Restate word for word the lines of the material below, from the line with "Target: blue sea water" to the line with "Report the position of each instance of the boat", both lines included, and no others.

[[ EXCERPTED RECORDS, beginning ]]

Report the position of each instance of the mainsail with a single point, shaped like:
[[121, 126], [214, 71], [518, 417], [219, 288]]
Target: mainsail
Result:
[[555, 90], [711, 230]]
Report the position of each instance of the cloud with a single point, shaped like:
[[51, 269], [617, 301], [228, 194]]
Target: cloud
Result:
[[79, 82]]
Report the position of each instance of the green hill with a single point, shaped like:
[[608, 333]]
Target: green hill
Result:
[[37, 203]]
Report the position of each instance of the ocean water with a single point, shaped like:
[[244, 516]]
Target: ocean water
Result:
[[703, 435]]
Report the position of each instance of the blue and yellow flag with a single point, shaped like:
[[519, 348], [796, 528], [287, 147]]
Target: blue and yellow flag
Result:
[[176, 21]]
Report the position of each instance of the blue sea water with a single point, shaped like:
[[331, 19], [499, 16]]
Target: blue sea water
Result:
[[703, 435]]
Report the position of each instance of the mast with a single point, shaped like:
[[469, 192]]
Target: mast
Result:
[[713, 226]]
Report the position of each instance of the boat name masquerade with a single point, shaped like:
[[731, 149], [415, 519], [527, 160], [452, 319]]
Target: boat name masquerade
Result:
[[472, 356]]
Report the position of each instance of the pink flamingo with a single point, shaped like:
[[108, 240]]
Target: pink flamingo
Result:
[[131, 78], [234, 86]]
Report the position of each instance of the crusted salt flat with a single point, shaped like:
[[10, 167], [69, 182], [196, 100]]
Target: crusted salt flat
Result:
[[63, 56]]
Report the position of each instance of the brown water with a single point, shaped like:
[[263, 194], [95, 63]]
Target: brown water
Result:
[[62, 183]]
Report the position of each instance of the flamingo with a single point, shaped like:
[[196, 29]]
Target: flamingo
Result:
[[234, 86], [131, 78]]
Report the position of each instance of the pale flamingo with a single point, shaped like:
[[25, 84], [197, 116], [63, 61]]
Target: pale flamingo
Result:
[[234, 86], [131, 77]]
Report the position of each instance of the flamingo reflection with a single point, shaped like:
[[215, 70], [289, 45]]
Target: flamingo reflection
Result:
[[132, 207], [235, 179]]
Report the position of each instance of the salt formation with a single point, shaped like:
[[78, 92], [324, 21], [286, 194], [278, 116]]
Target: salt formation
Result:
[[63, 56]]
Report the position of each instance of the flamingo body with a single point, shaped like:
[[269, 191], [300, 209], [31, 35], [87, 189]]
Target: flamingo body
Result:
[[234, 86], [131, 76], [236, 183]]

[[ EXCERPTED RECORDS, end ]]

SOLVED EXERCISE >>
Target: blue sea water
Result:
[[703, 435]]
Report the position of each instance of the mast with a single point, shaped like:
[[469, 192]]
Target: mast
Result:
[[713, 226]]
Report the position of each instance of the boat name masquerade with a single point, shaped like:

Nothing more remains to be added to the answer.